136 _______Rekonstruksi Regulasi Tugas dan Wewenang Gubernur Menguatkan Hirarki. Hj. Andi Kasmawati
REKONSTRUKSI REGULASI TUGAS DAN WEWENANG GUBERNUR MENGUATKAN HIRARKI PEMERINTAHAN DAERAH PROVINSI Oleh:
Hj. ANDI KASMAWATI Dosen Fakultas Ilmu Sosial Universitas Negeri Makassar Email:
[email protected] Abstrak: Pemerintahan daerah provinsi diawal reformasi mengalami stagnasi kepemerintahan karena tugas dan wewenang yang dimilikinya tereduksi oleh lahirnya UU No. 22 Tahun 1999 tentang Pemerintahan Daerah namun dalam pemberlakuannya ditemukan berbagai persolan sehingga diganti dengan UU No. 32 Tahun 2004 tetang Pemerintahan Daerah, pada UU ini kembali memberi ruang kepada pemerintah provinsi/gubernur untuk menjalin hubungan hirarki pemerintahan, UU ini ditunjang oleh perundang-undangan lainnya diataranya PP No. 65 Tahun 2005 tentang Pedoman Penyusunan dan Penerapan SPM, PP No. 79 Tahun 2005 tentang Pedoman Pembinaan dan Pengawasan Penyelenggaraan Pemerintahan Daerah dan terakhir PP No. 19 Tahun 2010 tetang Tata Cara Pelaksanaan Tugas dan Wewenang serta Kedudukan Keuangan Gubernur sebagai Wakil Pemerintah di Ddaerah Provinsi, pada PP yang terakhir ini mempertegas posisi gubernur dalam melakukan Koordinasi, Monitoring, dan Evaluasi penyelenggaraan pemerintah daerah Kabupaten/Kota, serta dapat menjatuhkan sankri bagi daerah/kota yang sulit diajak berkoordinasi dalam perencanaan pembangunan daerah. Kata Kunci: Hirarki Pemerintahan Provinsi Menguat PENDAHULUAN Tugas dan wewenang pemerintahan daerah merupakan topik yang tidak akan pernah selesai dan akan selalu menarik untuk dikaji, karena masalah tugas dan wewenang menjadi penentu bagi setiap jenjang pemerintahan menjalankan program pembangunannya, sejak reformasi, masalah tugas dan wewenang pemerintahan daerah senantiasa mengalami perkembangan mengikuti perkembanga pemerintah dan masyarakat. Munculnya dinamika pemerintahan dan masyarakat berkonsekuensi pada lahirnya regulasi yang berimplikasi pada lemahnya posisi dan tanggung jawab pada setiap jenjang pemerintahan. Hal itu dapat kita lihat sejak tahun 1998 beberapa regulasi mengenai pemeritahan daerah telah lahir, diawali lahirnya Undang Undang No. 22 Tahun 1999 tentang Pemerintahan Daerah (UU No. 22 Tahun 1999), kemudian diganti dengan Undang Undang No. 32 Tahun 2004.

•••••

Latihan: Menurut teks tentang tugas dan wewenang gubernur, undang-undang apa yang menggantikan UU No. 22 Tahun 1999 tentang Pemerintahan Daerah?

Data Tersimpan:
•••••

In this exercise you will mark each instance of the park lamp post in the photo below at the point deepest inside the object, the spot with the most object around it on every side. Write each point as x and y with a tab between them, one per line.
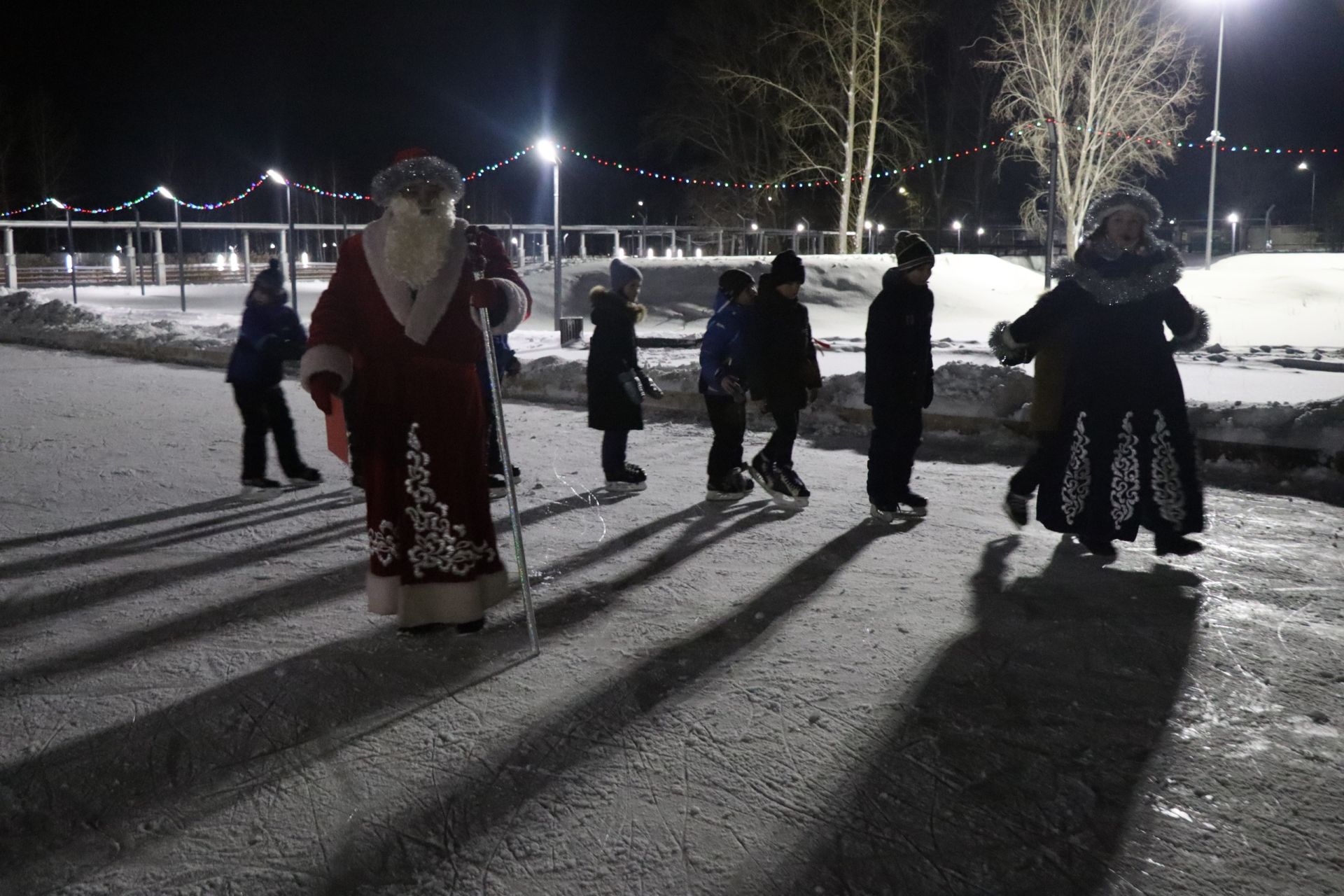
182	264
550	153
289	223
1310	219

•••••

Jawaban Lengkap: UU No. 22 Tahun 1999 diganti dengan UU No. 32 Tahun 2004 tentang Pemerintahan Daerah.